(Page text):
Haptics is the science of applying touch  sensation and control to interaction with computer applications.  By using special input/output devices (joysticks, data gloves, or other devices), users can receive feedback from computer applications in the form of felt sensations in the hand or other parts of the body. It can also be used for games in which you feel as well as see your interactions with images. For example, you might play tennis with another computer user somewhere else in the world. Both of you can see the moving ball and, using the haptic device, position and swing your tennis racket and feel the impact of the ball.



Haptics offers an additional dimension to a virtual reality or 3-D environment. Haptic sensations are created in consumer devices by actuators, or motors, which create a vibration.  Those vibrations are managed and controlled by embedded software, and integrated into device user interfaces and applications. The rumble effect in your console game controller and the reassuring touch vibration you receive on your smartphone dial pad are both examples of haptic effects. Users feel the vibrating force or resistance as they push a virtual button, scroll through a list or encounter the end of a menu. In a video or mobile game with haptics, users can feel the gun recoil, the engine rev, or the crack of the bat meeting the ball.

(Records provided):
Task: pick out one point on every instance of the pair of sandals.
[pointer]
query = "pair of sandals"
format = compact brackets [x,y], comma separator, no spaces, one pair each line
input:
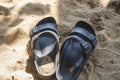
[74,53]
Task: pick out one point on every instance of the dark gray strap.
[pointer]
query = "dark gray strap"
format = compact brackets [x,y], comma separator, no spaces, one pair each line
[42,27]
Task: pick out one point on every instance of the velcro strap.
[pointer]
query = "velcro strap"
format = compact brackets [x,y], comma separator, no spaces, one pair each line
[42,27]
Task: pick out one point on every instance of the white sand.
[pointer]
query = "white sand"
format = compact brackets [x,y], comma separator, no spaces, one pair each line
[17,17]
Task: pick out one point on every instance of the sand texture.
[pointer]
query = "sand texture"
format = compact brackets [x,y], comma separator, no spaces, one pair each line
[17,17]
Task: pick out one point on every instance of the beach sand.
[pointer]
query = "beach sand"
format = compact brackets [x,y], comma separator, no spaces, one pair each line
[17,17]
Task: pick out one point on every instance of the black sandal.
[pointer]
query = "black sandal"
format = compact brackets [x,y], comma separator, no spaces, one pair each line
[75,51]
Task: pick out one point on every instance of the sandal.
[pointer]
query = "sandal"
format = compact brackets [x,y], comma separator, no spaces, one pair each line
[45,46]
[75,51]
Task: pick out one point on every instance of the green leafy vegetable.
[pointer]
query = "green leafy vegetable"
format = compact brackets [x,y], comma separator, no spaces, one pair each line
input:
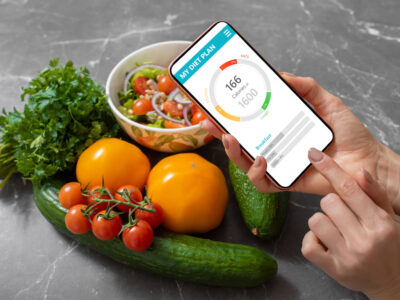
[66,112]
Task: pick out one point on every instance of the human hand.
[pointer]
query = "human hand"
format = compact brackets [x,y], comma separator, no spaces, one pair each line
[356,240]
[353,147]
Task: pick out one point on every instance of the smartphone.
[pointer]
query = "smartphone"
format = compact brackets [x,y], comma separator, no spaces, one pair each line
[245,97]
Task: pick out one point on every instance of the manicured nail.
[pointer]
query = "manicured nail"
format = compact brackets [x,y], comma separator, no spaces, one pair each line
[367,176]
[315,155]
[257,162]
[288,74]
[225,142]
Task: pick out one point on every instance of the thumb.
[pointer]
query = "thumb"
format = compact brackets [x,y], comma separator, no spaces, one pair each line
[309,89]
[375,191]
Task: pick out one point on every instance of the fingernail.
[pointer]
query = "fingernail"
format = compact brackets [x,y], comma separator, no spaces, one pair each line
[315,155]
[288,74]
[367,176]
[225,142]
[257,162]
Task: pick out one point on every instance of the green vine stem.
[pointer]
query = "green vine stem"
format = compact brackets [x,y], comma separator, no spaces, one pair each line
[112,203]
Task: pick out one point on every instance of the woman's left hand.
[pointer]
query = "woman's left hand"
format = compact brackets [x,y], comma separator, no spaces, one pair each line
[356,240]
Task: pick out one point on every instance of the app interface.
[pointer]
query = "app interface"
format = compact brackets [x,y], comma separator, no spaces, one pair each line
[251,102]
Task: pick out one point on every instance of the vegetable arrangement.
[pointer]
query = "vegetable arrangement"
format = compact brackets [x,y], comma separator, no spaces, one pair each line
[152,98]
[66,112]
[173,255]
[94,210]
[66,121]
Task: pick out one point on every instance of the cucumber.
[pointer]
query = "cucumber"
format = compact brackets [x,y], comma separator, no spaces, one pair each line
[171,255]
[263,213]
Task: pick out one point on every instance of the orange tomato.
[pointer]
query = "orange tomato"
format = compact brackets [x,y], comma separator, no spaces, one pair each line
[118,162]
[191,191]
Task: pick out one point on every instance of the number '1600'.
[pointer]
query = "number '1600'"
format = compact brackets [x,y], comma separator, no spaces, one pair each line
[248,98]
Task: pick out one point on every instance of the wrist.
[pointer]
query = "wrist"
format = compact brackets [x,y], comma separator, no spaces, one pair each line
[388,174]
[388,293]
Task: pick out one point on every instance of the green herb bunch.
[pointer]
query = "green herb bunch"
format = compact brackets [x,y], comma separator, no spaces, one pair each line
[65,113]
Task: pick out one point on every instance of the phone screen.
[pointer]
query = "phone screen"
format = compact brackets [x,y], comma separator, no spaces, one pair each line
[249,100]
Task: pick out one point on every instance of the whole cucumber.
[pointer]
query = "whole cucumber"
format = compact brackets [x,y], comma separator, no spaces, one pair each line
[171,255]
[263,213]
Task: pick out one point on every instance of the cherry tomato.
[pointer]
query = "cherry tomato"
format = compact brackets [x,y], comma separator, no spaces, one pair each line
[198,117]
[172,108]
[106,229]
[140,85]
[138,237]
[154,219]
[134,197]
[194,109]
[165,84]
[71,194]
[90,199]
[142,106]
[170,124]
[75,221]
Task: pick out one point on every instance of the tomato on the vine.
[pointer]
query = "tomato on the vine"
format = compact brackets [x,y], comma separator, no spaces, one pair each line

(Exercise instructions):
According to the haptics text, what creates haptic sensations in consumer devices? The data comes from a different source than the haptics text.

(Answer section):
Actuators, or motors, which create a vibration.